Questions on the material
(a) Reproduce the portion of the Heiban language text starting at "Guest further notes" and ending at "not class specific.".
(b) Write the next part of the Heiban language text, picking up after its final sentence.

Niger–Congo language spoken in Sudan

The Heiban language, Ebang, or Abul, is a Niger–Congo language in the Heiban family spoken in the town of Heiban located in the Nuba Mountains of Kordofan, Sudan.

== Orthography ==

a: b; ɓ; c; d; dh; ɗ; e; f; g; h; i; j; k; kh; l; m
n: ny; ŋ; o; ɔ; p; r; ɽ; s; t; th; u; ū; v; w; y; z

== Grammar ==

=== Nouns ===
The earliest record of the Heiban noun class system was composed by Stevenson (1956/57), in which he classified each noun class into two sections, the first being for singular form and the second for plural form. Each noun class has an indicative prefix. The separation of noun classes occurs due to the nouns belonging to a certain category. Guest (1997) further contributed to the findings of Stevenson by discovering more classification for nouns.

| Noun Class | Singular Prefix | Plural prefix | Semantic identification |
|---|---|---|---|
| 1,2 | kw-/gw- ku-/gu- (∅) | l- li-/lu- li- | People, animal and nature except trees |
| 1,2 | (∅) | - ŋa (suffix) | Relatives |
| 3,4 | Kw-/gw- Ku-/gu- | j-/(∅) ji-/ju-/(∅) | Trees |
| 5,6 | l- | ŋ-/nw- | Sets |
| 7,8 | k-/g- | j-/(∅) | Common things |
| 9,10 | dh- | d-/r- | Long. thin things |
| 11,12 | dh- | j-/(∅) | Large and dangerous things |
| 13,14 | k-/g- | Ny- | Hallow and deep things |
| 15,16 | ŋ- | ny- | Domestic and small animals and things |
| 20 | ŋ- | - | Liquids and abstract nouns |
| 21,22 | ŋ- | j- | Goat |
| 25,26 | (∅) | j- | Words beginning with a vowel |

=== Pronouns ===
Pronouns in Heiban are categorised as 'free pronouns' or 'bound pronouns'. Early recordings of the language, such as in the work of Guest (1997) only went as far as to mention free pronouns.

|  | Subject pronoun (stand- alone) | Object Infix |
|---|---|---|
| 1st person singular | nyi | -nyi |
| 2nd person singular | ŋa | -aŋa |
| 3rd person singular | ŋeda | -nyi |
| 1st person dual | daŋa | -ilo |
| 1st person plural | Anaŋa/alŋa | -ilo |
| 2nd person plural | ŋaŋa | -ji |
| 3rd person plural | ŋidiŋa | -ilo |

Guest further notes that in Heiban, an object or an animal may not be referred to with the 3rd person subject pronouns alone, but with the object suffix. Bound pronouns are morphemes in a verbal complex that refer to some participant but are not class specific.

Source information
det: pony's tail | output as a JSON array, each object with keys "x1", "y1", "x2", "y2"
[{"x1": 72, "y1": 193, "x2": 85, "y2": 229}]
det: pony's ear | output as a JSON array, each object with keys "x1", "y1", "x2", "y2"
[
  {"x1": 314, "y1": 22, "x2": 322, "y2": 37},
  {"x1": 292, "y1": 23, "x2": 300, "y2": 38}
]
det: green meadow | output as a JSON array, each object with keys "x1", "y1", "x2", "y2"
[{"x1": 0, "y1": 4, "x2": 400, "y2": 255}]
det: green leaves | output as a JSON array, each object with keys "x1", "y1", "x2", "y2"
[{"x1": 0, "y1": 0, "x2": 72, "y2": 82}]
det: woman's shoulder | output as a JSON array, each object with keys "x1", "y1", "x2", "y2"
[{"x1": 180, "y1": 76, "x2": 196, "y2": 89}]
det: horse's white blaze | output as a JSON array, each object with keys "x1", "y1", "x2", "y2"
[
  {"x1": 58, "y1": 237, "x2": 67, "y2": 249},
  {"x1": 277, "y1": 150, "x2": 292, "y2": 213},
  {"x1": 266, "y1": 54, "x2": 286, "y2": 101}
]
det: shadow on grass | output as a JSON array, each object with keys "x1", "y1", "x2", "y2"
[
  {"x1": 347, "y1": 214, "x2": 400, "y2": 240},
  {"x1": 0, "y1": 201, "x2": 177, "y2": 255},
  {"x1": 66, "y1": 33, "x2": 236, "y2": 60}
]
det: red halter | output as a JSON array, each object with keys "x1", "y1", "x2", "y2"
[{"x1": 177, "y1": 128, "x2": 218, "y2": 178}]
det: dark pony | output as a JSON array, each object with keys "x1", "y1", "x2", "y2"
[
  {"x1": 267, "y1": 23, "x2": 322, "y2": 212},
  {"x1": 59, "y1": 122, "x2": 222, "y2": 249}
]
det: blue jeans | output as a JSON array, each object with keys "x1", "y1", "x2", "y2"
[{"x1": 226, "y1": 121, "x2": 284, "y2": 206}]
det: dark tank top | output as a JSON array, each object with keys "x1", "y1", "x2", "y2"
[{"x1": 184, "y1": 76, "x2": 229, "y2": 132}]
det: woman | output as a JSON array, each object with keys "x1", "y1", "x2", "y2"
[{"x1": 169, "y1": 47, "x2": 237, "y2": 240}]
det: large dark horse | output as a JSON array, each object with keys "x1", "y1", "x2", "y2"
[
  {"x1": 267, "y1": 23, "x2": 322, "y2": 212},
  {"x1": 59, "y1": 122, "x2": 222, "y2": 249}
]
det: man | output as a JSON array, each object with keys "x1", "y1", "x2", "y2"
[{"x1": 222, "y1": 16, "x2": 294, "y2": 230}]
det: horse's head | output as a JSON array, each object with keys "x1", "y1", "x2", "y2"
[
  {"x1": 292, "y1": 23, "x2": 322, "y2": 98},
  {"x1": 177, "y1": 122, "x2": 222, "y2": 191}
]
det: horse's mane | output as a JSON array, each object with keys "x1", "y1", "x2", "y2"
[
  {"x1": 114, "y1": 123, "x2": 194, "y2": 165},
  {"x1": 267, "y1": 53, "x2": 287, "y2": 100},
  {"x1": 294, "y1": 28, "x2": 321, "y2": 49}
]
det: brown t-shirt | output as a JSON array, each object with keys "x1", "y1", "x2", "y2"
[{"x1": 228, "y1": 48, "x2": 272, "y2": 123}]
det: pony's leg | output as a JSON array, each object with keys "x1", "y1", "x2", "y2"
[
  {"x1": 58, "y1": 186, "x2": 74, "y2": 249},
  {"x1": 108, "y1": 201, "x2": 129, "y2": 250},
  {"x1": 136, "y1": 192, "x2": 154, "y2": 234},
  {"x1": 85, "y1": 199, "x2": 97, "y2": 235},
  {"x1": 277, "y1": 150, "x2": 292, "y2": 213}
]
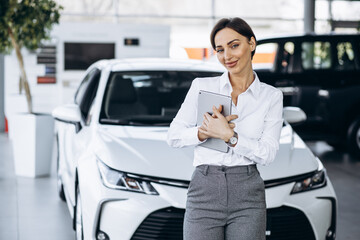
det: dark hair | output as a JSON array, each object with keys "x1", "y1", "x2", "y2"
[{"x1": 210, "y1": 17, "x2": 256, "y2": 59}]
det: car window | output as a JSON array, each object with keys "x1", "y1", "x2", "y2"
[
  {"x1": 301, "y1": 41, "x2": 331, "y2": 70},
  {"x1": 336, "y1": 42, "x2": 355, "y2": 70},
  {"x1": 75, "y1": 69, "x2": 101, "y2": 124},
  {"x1": 75, "y1": 69, "x2": 97, "y2": 105},
  {"x1": 100, "y1": 71, "x2": 222, "y2": 125},
  {"x1": 253, "y1": 43, "x2": 279, "y2": 70},
  {"x1": 280, "y1": 42, "x2": 295, "y2": 73}
]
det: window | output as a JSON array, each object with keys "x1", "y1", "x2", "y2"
[
  {"x1": 100, "y1": 71, "x2": 222, "y2": 126},
  {"x1": 253, "y1": 43, "x2": 278, "y2": 70},
  {"x1": 301, "y1": 41, "x2": 331, "y2": 69},
  {"x1": 336, "y1": 42, "x2": 355, "y2": 70},
  {"x1": 281, "y1": 42, "x2": 295, "y2": 73},
  {"x1": 64, "y1": 42, "x2": 115, "y2": 70},
  {"x1": 75, "y1": 68, "x2": 101, "y2": 120}
]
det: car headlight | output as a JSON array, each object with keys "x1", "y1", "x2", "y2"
[
  {"x1": 97, "y1": 159, "x2": 159, "y2": 195},
  {"x1": 291, "y1": 169, "x2": 326, "y2": 194}
]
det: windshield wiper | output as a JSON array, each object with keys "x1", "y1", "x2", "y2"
[{"x1": 100, "y1": 118, "x2": 170, "y2": 126}]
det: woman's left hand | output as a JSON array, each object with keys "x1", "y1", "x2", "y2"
[{"x1": 199, "y1": 106, "x2": 238, "y2": 141}]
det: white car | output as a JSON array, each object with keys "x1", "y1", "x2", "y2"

Task-by-task outputs
(a)
Guest further notes that in Heiban, an object or an animal may not be referred to with the 3rd person subject pronouns alone, but with the object suffix. Bound pronouns are morphemes in a verbal complex that refer to some participant but are not class specific.

(b)
|  | Initial | Medial | Final | Syntactic function |
|---|---|---|---|---|
| 1st person singular | nyi- | -inyi- | -iny | Subject and object |
| 2nd person singular | ŋa- | -aŋa- | -aŋa | Subject and object |
| 3rd person singular | ŋwu- | -uŋwu- | -uŋw | Always subject |
| 1st person plural inclusive subject | Al- |  |  | Subject |
| 1st person plural exclusive subject | ana- | -ana- | -ana | Subject |
| 1st person plural object | ji- | -iji- | -ije | Object |
| 2nd person plural subject | nya- | -anya- | -anya | Subject |
| 2nd person plural object | ŋaji- | -a(i)ji- | -aje | Object |
| Plural | Al- | -il- | -lo | ? |
| Plural Adresse |  |  | -ul | Plural adresse |

Bound pronouns for 1st and 2nd person have specific forms to represent subject and object. In singular form, the subject and object may be identical in spelling but are assumed to have pronunciation differences. There is also a 1st person plural exclusive and inclusive for subject forms. Furthermore, there is a pronoun for 3rd person singular which is free of reference to any particular class.

=== Numbers ===

| base numeral |  |  | +10 |  |
| 1 | gwetipo | 11 | die a gwepito |
| 2 | ram | 12 | die a ram |
| 3 | thiril | 13 | die a thiril |
| 4 | koriŋo | 14 | die a koriŋo |
| 5 | thudhna | 15 | die a thudhna |
| 6 | nyiril | 16 | die a nyiril |
| 7 | koriŋo a thiril | 17 | die a koriŋo a thiril |
| 8 | dubaŋ | 18 | die a dubaŋ |
| 9 | thudhina a koriŋa | 19 | die a thudina a koriŋo |
| 10 | die | 20 | dhure |

Beyond 20, the numbers proceed to 200 in a similar manner as the teens, with only the word denoting the power of 10 changing.